Short exercise —
Please copy the text on thirteenth-century indexes word for word, from "Meanwhile, in Paris, the" up to and including "governor of Judea.".
### Source
The index was, in fact, part of an entire range of organizational and reading tools that were conceived in the thirteenth century. (Others included the division of the Bible into standard chapters and the genre of distinctiones, a new kind of search aid for preachers that helpfully grouped together biblical extracts on the same subject.) Two social developments at this time created a novel demand for information to be organized in rapidly accessible ways: the foundation of the first European universities and the rise of the new orders of mendicant friars, with their stress on the frequent and engaging preaching of God’s word. In Oxford the scholar and cleric Robert Grosseteste (so named, it was said, because of his gigantic brain) compiled an enormous subject index to the whole of the world’s knowledge, to aid him and his students in navigating it all. His Tabula, of which only a fragment survives, encompassed the entirety of the Bible, the writings of the Church Fathers, the works of classical authors like Aristotle and Ptolemy, and Islamic authorities including Avicenna and al-Ghazālī.
Meanwhile, in Paris, the Dominican Hugh of Saint-Cher (soon to become the first person ever to be painted wearing reading glasses) oversaw the compilation of an even more stupendous alphabetical word index. This was the first concordance to the Bible, listing over 10,000 of its keywords with all their locations, from the exclamation “A, a, a” (now usually translated as “ah!”) all the way to “Zorobabel,” the sixth-century-BCE governor of Judea.
######
### Data shown
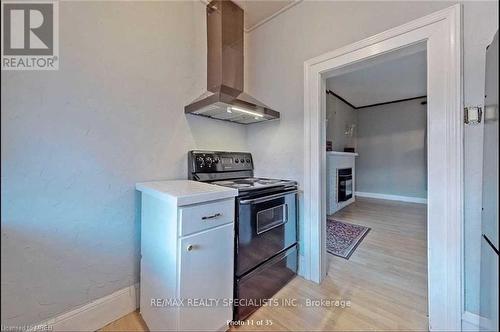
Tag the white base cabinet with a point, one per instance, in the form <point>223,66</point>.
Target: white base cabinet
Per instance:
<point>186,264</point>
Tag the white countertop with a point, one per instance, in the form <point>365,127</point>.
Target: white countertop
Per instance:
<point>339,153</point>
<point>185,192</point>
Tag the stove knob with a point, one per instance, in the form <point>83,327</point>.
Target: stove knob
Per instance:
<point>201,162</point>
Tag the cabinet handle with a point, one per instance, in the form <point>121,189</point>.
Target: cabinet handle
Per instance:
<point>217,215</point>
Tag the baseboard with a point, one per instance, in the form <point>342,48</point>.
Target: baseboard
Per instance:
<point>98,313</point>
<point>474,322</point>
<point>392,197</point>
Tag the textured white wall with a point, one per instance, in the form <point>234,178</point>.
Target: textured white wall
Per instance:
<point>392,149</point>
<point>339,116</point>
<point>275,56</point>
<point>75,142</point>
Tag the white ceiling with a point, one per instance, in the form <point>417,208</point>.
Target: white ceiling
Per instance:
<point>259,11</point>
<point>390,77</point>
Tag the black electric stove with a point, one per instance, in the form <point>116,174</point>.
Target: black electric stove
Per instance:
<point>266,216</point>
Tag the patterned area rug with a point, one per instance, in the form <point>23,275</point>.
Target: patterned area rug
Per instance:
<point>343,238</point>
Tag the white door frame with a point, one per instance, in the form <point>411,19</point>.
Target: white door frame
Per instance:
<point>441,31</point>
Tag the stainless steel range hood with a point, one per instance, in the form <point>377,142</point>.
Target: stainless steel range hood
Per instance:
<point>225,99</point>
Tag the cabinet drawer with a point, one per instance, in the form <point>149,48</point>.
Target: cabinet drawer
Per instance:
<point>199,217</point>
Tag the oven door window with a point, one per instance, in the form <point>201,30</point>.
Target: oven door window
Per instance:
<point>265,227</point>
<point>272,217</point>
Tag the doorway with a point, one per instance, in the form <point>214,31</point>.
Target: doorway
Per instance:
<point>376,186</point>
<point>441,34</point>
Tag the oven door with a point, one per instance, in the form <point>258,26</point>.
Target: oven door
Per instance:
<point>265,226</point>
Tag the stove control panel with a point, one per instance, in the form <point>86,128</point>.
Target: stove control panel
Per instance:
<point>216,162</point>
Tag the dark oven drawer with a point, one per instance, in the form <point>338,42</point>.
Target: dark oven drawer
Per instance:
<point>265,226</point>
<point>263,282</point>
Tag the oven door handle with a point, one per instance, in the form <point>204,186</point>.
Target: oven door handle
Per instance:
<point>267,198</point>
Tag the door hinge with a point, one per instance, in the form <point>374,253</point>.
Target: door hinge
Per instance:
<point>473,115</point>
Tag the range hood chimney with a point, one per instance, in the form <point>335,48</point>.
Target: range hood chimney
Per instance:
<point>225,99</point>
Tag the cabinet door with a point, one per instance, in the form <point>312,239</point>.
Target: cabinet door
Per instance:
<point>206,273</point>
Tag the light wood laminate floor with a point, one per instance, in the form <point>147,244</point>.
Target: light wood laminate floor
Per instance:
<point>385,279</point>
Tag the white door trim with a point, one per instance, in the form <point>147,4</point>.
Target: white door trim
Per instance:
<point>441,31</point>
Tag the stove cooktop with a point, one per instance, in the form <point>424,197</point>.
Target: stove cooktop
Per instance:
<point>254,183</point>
######
### Data shown
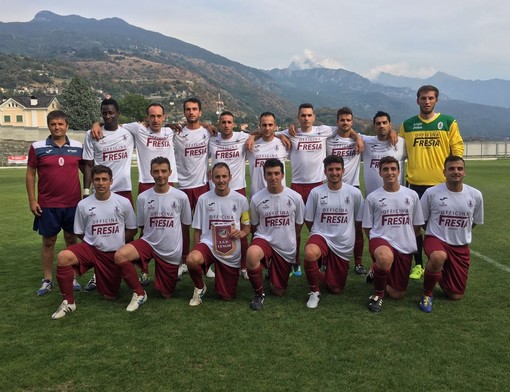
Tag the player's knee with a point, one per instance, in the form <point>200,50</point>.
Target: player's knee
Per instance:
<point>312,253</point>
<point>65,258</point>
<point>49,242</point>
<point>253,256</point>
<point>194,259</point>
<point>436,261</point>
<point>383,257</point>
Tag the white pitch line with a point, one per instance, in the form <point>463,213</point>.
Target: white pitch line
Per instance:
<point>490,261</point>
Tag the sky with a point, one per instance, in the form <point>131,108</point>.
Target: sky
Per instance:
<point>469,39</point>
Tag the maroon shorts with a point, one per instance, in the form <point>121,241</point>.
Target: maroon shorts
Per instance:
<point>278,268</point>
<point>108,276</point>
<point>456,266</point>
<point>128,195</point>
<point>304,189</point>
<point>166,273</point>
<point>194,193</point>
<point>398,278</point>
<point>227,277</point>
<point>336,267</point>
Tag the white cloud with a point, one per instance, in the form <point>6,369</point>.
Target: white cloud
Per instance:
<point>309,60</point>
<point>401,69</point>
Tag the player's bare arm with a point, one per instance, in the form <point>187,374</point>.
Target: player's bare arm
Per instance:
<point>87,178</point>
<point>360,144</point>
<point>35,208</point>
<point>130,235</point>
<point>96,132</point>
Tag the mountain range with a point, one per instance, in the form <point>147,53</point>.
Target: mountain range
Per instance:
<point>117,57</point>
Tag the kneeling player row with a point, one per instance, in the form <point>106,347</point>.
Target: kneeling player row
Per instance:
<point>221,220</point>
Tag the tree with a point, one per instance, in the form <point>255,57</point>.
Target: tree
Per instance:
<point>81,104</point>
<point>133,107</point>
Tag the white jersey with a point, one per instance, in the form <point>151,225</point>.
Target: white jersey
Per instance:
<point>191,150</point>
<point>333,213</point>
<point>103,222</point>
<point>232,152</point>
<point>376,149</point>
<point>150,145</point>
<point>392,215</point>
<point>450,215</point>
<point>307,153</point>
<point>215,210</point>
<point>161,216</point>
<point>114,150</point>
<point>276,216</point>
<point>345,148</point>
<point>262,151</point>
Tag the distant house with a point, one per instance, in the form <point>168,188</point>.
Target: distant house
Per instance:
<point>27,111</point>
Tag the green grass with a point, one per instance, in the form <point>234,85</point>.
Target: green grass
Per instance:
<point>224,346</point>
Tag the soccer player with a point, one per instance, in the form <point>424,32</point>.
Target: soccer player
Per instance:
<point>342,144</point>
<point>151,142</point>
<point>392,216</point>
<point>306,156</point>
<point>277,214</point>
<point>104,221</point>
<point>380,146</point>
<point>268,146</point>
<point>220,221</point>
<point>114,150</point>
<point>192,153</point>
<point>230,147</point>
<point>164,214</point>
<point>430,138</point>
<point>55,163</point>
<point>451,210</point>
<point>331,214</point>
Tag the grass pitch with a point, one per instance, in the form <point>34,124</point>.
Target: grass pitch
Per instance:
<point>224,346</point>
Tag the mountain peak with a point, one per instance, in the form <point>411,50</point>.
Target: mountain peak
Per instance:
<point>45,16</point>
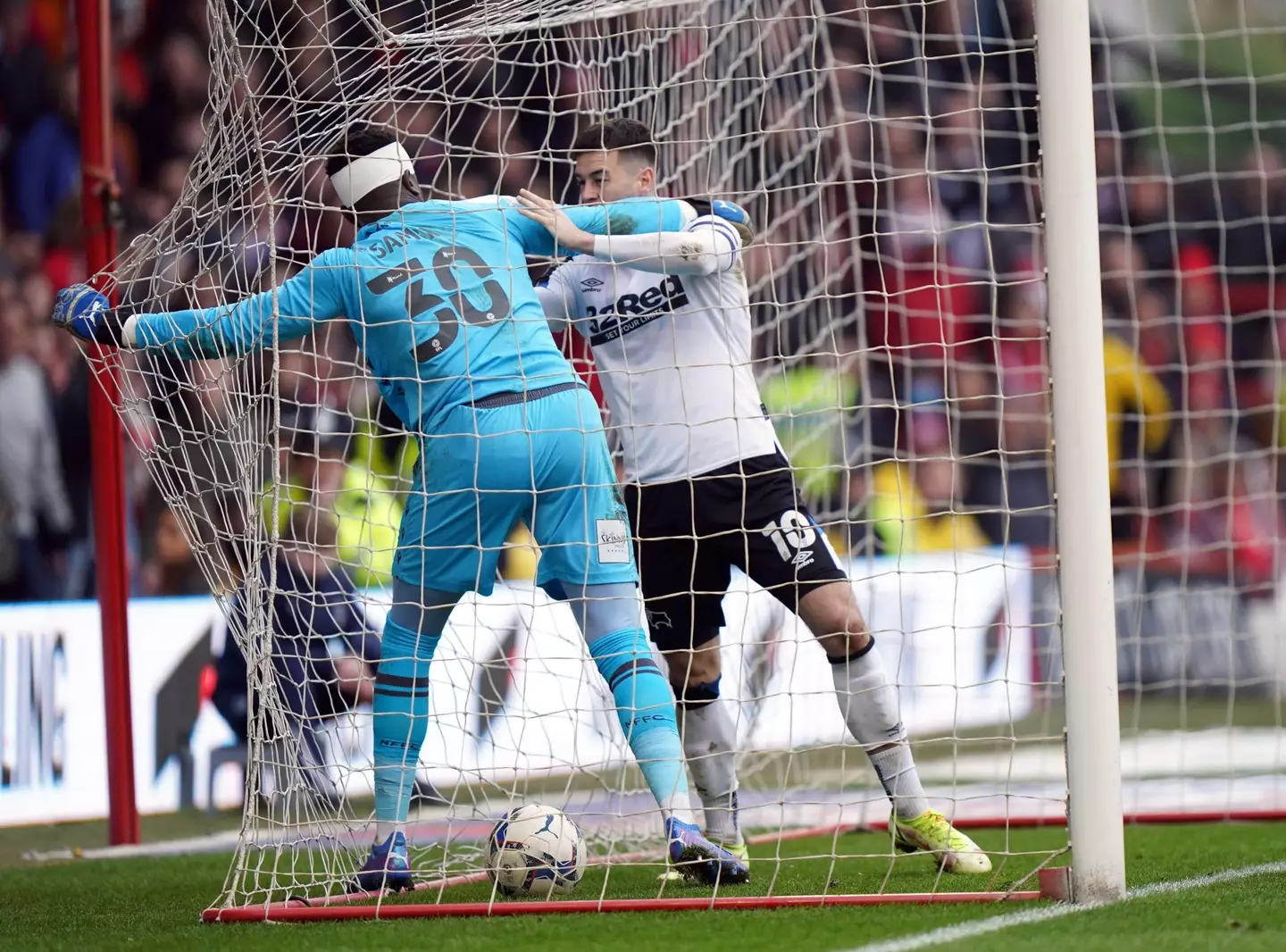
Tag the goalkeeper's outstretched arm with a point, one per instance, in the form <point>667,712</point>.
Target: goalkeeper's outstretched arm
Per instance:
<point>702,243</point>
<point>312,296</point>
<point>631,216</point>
######
In response —
Meanwhile, in Paris, the Dominican Hugh of Saint-Cher (soon to become the first person ever to be painted wearing reading glasses) oversaw the compilation of an even more stupendous alphabetical word index. This was the first concordance to the Bible, listing over 10,000 of its keywords with all their locations, from the exclamation “A, a, a” (now usually translated as “ah!”) all the way to “Zorobabel,” the sixth-century-BCE governor of Judea.